Exercise brief
Update the rows below so that every "camera-trap review" reads "rugby match review", leaving everything else as it is.

Source records:
▬▬▬▬▬▬
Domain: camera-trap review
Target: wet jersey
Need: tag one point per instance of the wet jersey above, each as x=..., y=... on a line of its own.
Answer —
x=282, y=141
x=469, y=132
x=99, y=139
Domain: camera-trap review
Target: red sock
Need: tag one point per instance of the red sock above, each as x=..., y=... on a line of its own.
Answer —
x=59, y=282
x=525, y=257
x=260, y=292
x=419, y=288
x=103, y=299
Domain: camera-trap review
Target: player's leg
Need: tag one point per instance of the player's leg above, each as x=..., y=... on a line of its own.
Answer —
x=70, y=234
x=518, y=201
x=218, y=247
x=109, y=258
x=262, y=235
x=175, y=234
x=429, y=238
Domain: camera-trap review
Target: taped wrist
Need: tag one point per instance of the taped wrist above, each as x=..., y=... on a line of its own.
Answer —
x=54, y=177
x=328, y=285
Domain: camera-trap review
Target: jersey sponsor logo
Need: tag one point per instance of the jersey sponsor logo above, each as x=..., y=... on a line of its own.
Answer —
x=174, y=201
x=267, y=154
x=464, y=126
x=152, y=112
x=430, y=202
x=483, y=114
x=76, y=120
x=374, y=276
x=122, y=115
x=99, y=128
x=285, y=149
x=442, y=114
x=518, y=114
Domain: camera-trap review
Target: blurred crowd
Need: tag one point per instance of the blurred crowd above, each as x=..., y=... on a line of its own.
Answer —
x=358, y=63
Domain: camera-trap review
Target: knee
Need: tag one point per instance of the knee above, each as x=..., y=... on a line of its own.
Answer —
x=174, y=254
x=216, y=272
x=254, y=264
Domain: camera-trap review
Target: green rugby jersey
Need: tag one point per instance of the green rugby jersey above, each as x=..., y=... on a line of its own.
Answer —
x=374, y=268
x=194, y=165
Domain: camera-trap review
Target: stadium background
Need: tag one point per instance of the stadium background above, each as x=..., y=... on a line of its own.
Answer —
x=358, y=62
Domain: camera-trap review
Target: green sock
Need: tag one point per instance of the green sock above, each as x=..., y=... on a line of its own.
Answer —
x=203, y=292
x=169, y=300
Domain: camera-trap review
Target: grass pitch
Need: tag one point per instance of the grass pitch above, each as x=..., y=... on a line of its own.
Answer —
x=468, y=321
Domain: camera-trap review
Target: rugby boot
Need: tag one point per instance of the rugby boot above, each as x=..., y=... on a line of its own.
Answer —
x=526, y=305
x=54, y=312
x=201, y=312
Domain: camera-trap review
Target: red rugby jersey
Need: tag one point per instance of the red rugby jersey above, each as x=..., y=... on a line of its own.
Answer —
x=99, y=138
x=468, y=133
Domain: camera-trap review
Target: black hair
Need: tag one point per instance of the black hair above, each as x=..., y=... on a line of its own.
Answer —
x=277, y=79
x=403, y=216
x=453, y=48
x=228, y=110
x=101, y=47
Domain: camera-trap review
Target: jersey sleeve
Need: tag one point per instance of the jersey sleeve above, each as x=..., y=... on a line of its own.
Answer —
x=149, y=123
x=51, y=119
▬▬▬▬▬▬
Written answer
Domain: rugby match review
Target: wet jersey
Need: tag one point per instance of the wet jersey above, each as x=..., y=... on a line of its own.
Answer —
x=282, y=141
x=469, y=132
x=99, y=139
Domain: rugby match review
Target: red sock
Need: tag one point per instance of the red sock above, each as x=..., y=... on a line of its own.
Answer —
x=59, y=282
x=525, y=257
x=260, y=292
x=419, y=288
x=103, y=299
Domain: rugby match review
Target: player's leg
Need: tag one point per instance of the player's leg above, each as x=..., y=... on a line of its own.
Answer —
x=70, y=234
x=518, y=201
x=218, y=247
x=109, y=258
x=262, y=235
x=175, y=234
x=429, y=238
Domain: rugby match review
Target: taped wrist
Need: tag one point per instance of the taped wrist above, each as x=..., y=... on a line of its own.
Answer —
x=54, y=177
x=328, y=285
Domain: rugby match review
Target: jersey sponsor logo
Need: tag one point per instance of the jersey sponsor logo above, each as x=..., y=... on a line of its own.
Answer —
x=174, y=201
x=267, y=154
x=464, y=126
x=152, y=112
x=430, y=202
x=483, y=114
x=76, y=120
x=374, y=276
x=122, y=115
x=99, y=128
x=285, y=149
x=442, y=114
x=518, y=114
Domain: rugby match review
Target: blurred crowd
Need: tag one point per instance of the blurred crowd above, each as x=..., y=... on a line of its own.
Answer —
x=358, y=63
Domain: rugby match review
Target: knee
Need: tag one point per instance of the knee above, each as x=..., y=... on a line of its own.
Answer —
x=174, y=254
x=216, y=272
x=254, y=264
Domain: rugby match review
Target: green rugby jersey
Need: tag one point per instance of the green rugby jersey above, each as x=..., y=... on a line of its own.
Answer —
x=374, y=268
x=194, y=165
Domain: rugby match review
Target: stadium background
Need: tag one point per instance of the stadium background above, each as x=..., y=... on a line of its own.
Answer —
x=358, y=62
Domain: rugby match review
Target: green sock
Need: tag one point per instance of the green sock above, each as x=..., y=... on a line of its own.
Answer —
x=203, y=292
x=169, y=300
Domain: rugby match review
Target: grass pitch
Need: tag one point per instance of the grass pitch above, each as x=..., y=... on a line of its own.
Answer —
x=468, y=321
Domain: rugby match review
Target: rugby boot
Need: tag one point per instance of the rugby boot above, each as x=..., y=... on a line of its own.
Answer —
x=526, y=305
x=54, y=312
x=201, y=312
Domain: rugby match review
Target: red rugby jersey
Need: tag one point per instance of the red rugby jersey above, each as x=..., y=... on a line of its own.
Answer —
x=99, y=138
x=468, y=133
Domain: rugby match review
Target: black hair
Need: tag one point per instance of the black hair above, each as x=..., y=... on a line of its own.
Answer —
x=277, y=79
x=403, y=216
x=453, y=48
x=228, y=110
x=101, y=47
Domain: rugby match review
Target: jersey sleeve
Need: tag one point per instance of the jersey sleeve above, each as x=..., y=... on a line of its own.
Answer —
x=149, y=123
x=51, y=119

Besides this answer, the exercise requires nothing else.